> Seite
8.000 Kilometer fuhren die Allgäuer mit dem Auto durch das ehemalige Jugoslawien, die Türkei und den Iran, über Stock und Stein. „Das wäre heute wegen Krieg und Terror undenkbar“, sagt das VdK-Mitglied. Bedauern liegt in seiner Stimme. Zu schön sind die Länder und Städte vor ihrer Zerstörung gewesen. Davon zeugen Fotografien, die Henry Pritschets Wände in seinem Haus im oberbayerischen Forstern zieren. Er deutet auf ein Bild, das buntes Markttreiben im Herzen von Aleppo zeigt. Jener umkämpften Stadt in Syrien, in der heute kein Stein mehr auf dem anderen steht.

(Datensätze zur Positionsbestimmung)
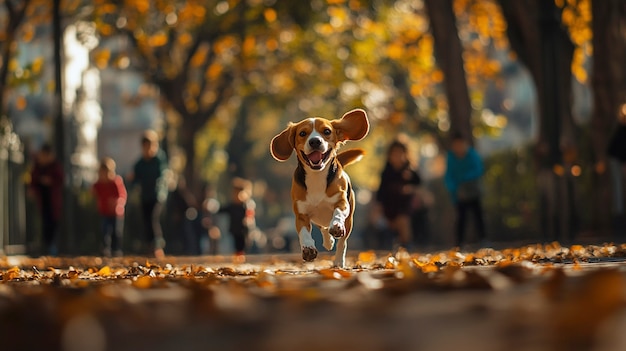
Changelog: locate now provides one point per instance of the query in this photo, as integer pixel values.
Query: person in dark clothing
(110, 195)
(397, 190)
(241, 211)
(464, 168)
(47, 187)
(149, 174)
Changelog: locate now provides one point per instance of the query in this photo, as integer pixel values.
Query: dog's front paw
(329, 242)
(337, 230)
(309, 253)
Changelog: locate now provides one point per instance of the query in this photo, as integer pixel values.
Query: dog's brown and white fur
(321, 191)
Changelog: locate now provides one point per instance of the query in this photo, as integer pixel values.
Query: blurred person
(397, 190)
(464, 170)
(241, 212)
(149, 173)
(184, 212)
(111, 199)
(47, 187)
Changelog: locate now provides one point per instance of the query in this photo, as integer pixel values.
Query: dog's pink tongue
(315, 156)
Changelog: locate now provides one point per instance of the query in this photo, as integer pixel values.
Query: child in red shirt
(111, 198)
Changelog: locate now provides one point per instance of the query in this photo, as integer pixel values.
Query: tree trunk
(609, 92)
(239, 146)
(450, 58)
(544, 47)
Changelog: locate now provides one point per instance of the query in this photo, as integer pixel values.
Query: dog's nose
(315, 142)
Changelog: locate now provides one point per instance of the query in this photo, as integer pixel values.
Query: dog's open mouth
(316, 159)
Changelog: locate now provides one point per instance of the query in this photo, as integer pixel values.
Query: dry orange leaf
(104, 271)
(367, 256)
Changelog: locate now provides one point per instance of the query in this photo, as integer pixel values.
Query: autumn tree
(608, 80)
(14, 15)
(198, 53)
(449, 57)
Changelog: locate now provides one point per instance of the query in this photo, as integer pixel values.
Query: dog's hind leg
(309, 252)
(340, 254)
(328, 240)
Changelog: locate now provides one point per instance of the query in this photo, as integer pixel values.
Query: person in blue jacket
(464, 170)
(149, 173)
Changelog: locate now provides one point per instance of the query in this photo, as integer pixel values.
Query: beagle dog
(321, 191)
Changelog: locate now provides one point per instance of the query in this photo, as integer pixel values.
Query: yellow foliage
(158, 39)
(214, 71)
(101, 58)
(270, 15)
(395, 50)
(185, 38)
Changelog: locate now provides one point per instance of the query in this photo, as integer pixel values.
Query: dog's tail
(350, 156)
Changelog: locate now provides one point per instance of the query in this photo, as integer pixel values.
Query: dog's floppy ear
(282, 145)
(353, 125)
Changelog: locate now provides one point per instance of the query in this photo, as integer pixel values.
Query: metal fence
(12, 192)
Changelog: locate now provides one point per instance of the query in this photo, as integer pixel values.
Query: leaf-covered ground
(528, 298)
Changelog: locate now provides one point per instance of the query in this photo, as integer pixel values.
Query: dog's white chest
(318, 205)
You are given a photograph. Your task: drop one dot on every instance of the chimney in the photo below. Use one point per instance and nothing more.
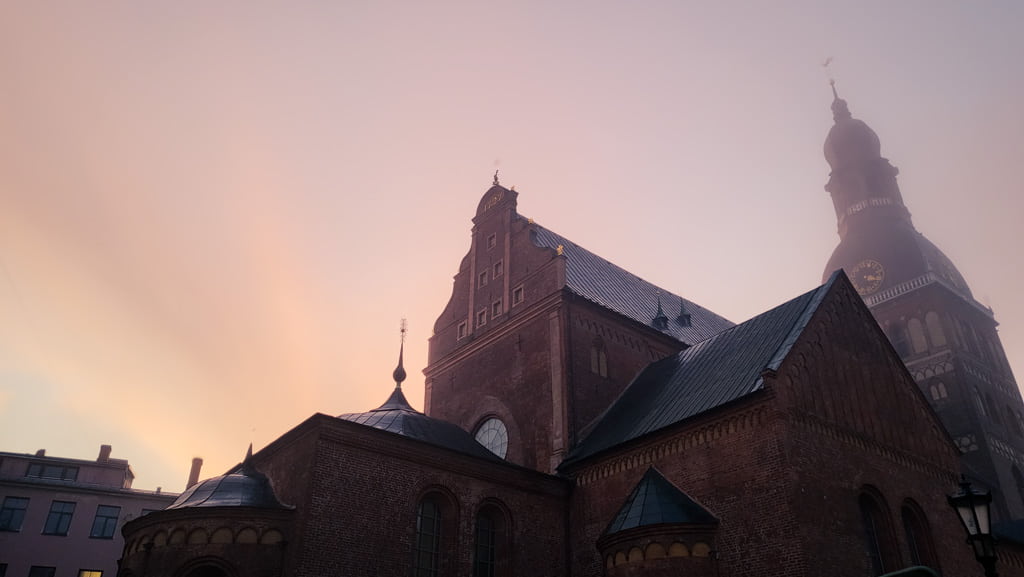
(194, 474)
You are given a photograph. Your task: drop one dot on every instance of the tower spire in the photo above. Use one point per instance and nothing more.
(399, 371)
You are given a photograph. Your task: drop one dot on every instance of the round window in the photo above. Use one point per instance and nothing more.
(494, 436)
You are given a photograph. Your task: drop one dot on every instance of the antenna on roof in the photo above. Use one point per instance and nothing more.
(399, 371)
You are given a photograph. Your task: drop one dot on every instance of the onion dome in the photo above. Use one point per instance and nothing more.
(850, 142)
(397, 416)
(246, 488)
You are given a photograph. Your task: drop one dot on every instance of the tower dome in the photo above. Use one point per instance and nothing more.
(850, 142)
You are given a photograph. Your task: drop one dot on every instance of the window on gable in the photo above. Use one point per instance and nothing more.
(105, 522)
(12, 513)
(58, 519)
(517, 295)
(427, 545)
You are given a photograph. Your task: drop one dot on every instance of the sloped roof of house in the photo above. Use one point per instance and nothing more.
(612, 287)
(656, 501)
(721, 369)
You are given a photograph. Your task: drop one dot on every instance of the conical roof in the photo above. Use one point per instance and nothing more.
(656, 501)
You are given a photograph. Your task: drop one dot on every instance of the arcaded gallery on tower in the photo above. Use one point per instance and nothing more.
(580, 420)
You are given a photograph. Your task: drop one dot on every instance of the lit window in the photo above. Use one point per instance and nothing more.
(12, 513)
(428, 538)
(58, 520)
(105, 522)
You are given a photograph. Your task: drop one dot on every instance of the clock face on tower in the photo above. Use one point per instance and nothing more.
(866, 276)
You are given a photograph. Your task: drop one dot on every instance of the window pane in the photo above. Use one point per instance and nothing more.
(12, 513)
(58, 520)
(105, 522)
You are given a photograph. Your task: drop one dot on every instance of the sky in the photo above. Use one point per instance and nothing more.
(214, 215)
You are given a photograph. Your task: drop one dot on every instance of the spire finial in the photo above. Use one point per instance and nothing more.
(399, 371)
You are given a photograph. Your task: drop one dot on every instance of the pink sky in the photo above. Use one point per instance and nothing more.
(213, 215)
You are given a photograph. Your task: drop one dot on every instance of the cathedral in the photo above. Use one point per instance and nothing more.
(580, 420)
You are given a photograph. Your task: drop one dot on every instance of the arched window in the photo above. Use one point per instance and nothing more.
(427, 546)
(935, 329)
(918, 335)
(879, 541)
(598, 359)
(919, 536)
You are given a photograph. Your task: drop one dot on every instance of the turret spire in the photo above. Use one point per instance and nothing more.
(399, 371)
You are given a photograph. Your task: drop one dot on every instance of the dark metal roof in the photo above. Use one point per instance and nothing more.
(603, 283)
(395, 415)
(247, 488)
(711, 373)
(656, 501)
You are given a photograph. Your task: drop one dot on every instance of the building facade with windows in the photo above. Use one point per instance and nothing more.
(62, 517)
(583, 421)
(947, 339)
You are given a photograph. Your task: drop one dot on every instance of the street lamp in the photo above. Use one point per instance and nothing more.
(973, 509)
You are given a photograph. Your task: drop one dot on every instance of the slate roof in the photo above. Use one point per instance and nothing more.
(707, 375)
(603, 283)
(656, 501)
(246, 488)
(395, 415)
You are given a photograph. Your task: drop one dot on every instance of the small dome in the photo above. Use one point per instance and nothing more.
(248, 488)
(850, 141)
(395, 415)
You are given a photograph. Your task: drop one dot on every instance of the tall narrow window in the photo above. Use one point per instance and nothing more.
(12, 513)
(919, 538)
(105, 522)
(58, 520)
(878, 535)
(483, 551)
(428, 538)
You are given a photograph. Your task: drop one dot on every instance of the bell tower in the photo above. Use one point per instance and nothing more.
(947, 339)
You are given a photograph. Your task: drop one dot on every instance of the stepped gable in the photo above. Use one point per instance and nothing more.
(656, 501)
(607, 285)
(719, 370)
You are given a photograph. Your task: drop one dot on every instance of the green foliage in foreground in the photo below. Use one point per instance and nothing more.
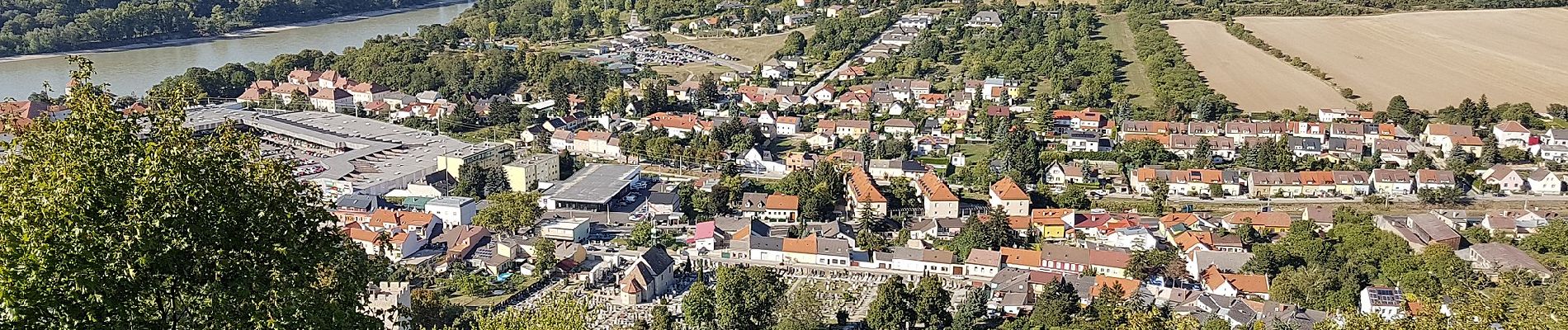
(109, 225)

> Aufgabe
Kannst du den gesamten Text der Seite oben über die Autoreise durch Jugoslawien, die Türkei und den Iran wortgetreu wiederholen?

> Ergebnis
8.000 Kilometer fuhren die Allgäuer mit dem Auto durch das ehemalige Jugoslawien, die Türkei und den Iran, über Stock und Stein. „Das wäre heute wegen Krieg und Terror undenkbar“, sagt das VdK-Mitglied. Bedauern liegt in seiner Stimme. Zu schön sind die Länder und Städte vor ihrer Zerstörung gewesen. Davon zeugen Fotografien, die Henry Pritschets Wände in seinem Haus im oberbayerischen Forstern zieren. Er deutet auf ein Bild, das buntes Markttreiben im Herzen von Aleppo zeigt. Jener umkämpften Stadt in Syrien, in der heute kein Stein mehr auf dem anderen steht.